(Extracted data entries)

◆ ◆ ◆ ◆

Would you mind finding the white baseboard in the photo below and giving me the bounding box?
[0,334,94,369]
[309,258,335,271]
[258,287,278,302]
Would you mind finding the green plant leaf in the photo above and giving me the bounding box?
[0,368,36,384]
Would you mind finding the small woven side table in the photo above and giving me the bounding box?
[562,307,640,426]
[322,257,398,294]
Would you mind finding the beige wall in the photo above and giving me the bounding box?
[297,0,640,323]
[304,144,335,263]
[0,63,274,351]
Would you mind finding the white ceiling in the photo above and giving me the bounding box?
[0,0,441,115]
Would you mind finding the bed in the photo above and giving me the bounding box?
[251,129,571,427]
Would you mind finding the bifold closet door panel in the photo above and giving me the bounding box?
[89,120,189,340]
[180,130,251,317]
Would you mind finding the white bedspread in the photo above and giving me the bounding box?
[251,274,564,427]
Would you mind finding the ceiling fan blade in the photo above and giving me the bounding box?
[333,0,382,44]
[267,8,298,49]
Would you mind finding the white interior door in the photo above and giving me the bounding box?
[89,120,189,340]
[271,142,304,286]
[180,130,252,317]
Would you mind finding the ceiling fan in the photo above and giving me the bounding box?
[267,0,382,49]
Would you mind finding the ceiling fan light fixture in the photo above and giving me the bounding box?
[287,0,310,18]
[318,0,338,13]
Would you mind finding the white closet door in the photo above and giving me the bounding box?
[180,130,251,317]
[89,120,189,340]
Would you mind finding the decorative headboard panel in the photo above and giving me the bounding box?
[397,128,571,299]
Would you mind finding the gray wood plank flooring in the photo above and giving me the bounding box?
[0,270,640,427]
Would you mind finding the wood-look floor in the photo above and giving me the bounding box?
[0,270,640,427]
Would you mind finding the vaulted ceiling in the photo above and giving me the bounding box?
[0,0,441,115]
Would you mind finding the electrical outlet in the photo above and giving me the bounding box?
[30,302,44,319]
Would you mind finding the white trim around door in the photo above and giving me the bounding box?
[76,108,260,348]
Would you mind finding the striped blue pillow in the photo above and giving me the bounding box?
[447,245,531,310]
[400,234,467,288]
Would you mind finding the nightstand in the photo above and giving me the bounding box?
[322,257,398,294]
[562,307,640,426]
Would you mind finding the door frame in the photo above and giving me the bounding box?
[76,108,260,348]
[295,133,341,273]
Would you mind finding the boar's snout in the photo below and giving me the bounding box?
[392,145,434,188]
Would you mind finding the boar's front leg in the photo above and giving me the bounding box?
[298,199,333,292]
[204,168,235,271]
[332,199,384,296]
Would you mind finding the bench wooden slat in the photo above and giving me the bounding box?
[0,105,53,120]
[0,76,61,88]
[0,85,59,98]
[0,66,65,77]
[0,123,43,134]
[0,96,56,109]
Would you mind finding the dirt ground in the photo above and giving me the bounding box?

◆ ◆ ◆ ◆

■ What the task asks
Present every line above as a numbered list, leaving out blank lines.

■ Problem solution
1. Would you mind finding the white baseboard in the photo below and giving me the bounding box?
2. [0,334,94,369]
3. [309,258,335,271]
4. [258,287,278,302]
5. Would you mind finding the green plant leaf in the photo above and giving me the bounding box?
6. [0,368,36,384]
7. Would you mind finding the small woven side table in the photo above and giving me the bounding box?
8. [562,307,640,426]
9. [322,257,398,294]
10. Would you mind finding the beige wall in the photo above and giving me the bounding box?
11. [297,0,640,323]
12. [304,144,335,263]
13. [0,63,274,351]
14. Would you mind finding the white ceiling in the photo above and giving me the bounding box?
15. [0,0,441,115]
16. Would you mind finding the bed in the photo above and giving me the bounding box?
17. [251,129,571,427]
18. Would you mind finding the bifold closet door panel in the photo above and giving me the bounding box?
19. [89,120,189,340]
20. [180,130,251,317]
21. Would you mind finding the white bedspread in the photo above and giving me the bounding box?
22. [251,274,564,427]
23. Would you mind finding the ceiling fan blade in the photo above and giving me the bounding box?
24. [333,0,382,44]
25. [267,8,298,49]
26. Would you mind finding the white interior door in the photo above and giving me the bounding box?
27. [89,120,189,340]
28. [271,142,304,286]
29. [180,130,252,317]
30. Would you mind finding the ceiling fan in the photo above and giving me the bounding box?
31. [267,0,382,49]
32. Would you mind finding the ceiling fan light fixture in the photo above and giving me the bounding box?
33. [287,0,310,18]
34. [318,0,338,13]
35. Would you mind finding the white closet door in the photo above and giving me the bounding box?
36. [180,130,251,317]
37. [89,120,189,340]
38. Would you mind finding the decorative headboard panel in the photo above and giving me the bounding box?
39. [397,128,571,299]
40. Would you mind finding the gray wood plank flooring in the photo above and giving me the bounding box?
41. [0,270,640,427]
42. Would you mind finding the wood-look floor in the photo above and giving me the bounding box?
43. [0,270,640,427]
44. Would you mind finding the vaulted ceiling in the photo above and giving me the bounding box?
45. [0,0,441,115]
46. Would you mind finding the electrical outlet in the photo above and giving me the bounding box?
47. [30,302,44,319]
48. Would you mind finding the white trim around door in the photo above and giving me the bounding box?
49. [76,108,260,348]
50. Would you mind finding the striped blue pillow in the photo above and giving me the bounding box?
51. [447,245,531,310]
52. [400,234,467,288]
53. Would you mind finding the nightstand in the photo above and giving me the bounding box?
54. [322,257,398,294]
55. [562,307,640,426]
56. Would you mind finding the door frame in the photo above and giving me the bounding box?
57. [76,108,260,348]
58. [295,133,341,273]
59. Would you mind finding the boar's snout in the photo below and giving me the bounding box?
60. [392,145,434,188]
61. Would you mind finding the boar's front leg in the photo above and giving me the bounding box?
62. [298,199,333,292]
63. [204,168,235,271]
64. [332,199,384,296]
65. Would you mind finding the bench wooden slat in the photo above and giving me the bounding box?
66. [0,105,53,120]
67. [0,76,61,88]
68. [0,85,59,98]
69. [0,66,65,77]
70. [0,123,43,134]
71. [0,96,56,109]
72. Would you mind finding the dirt ground in the photo above and giving me the bounding box?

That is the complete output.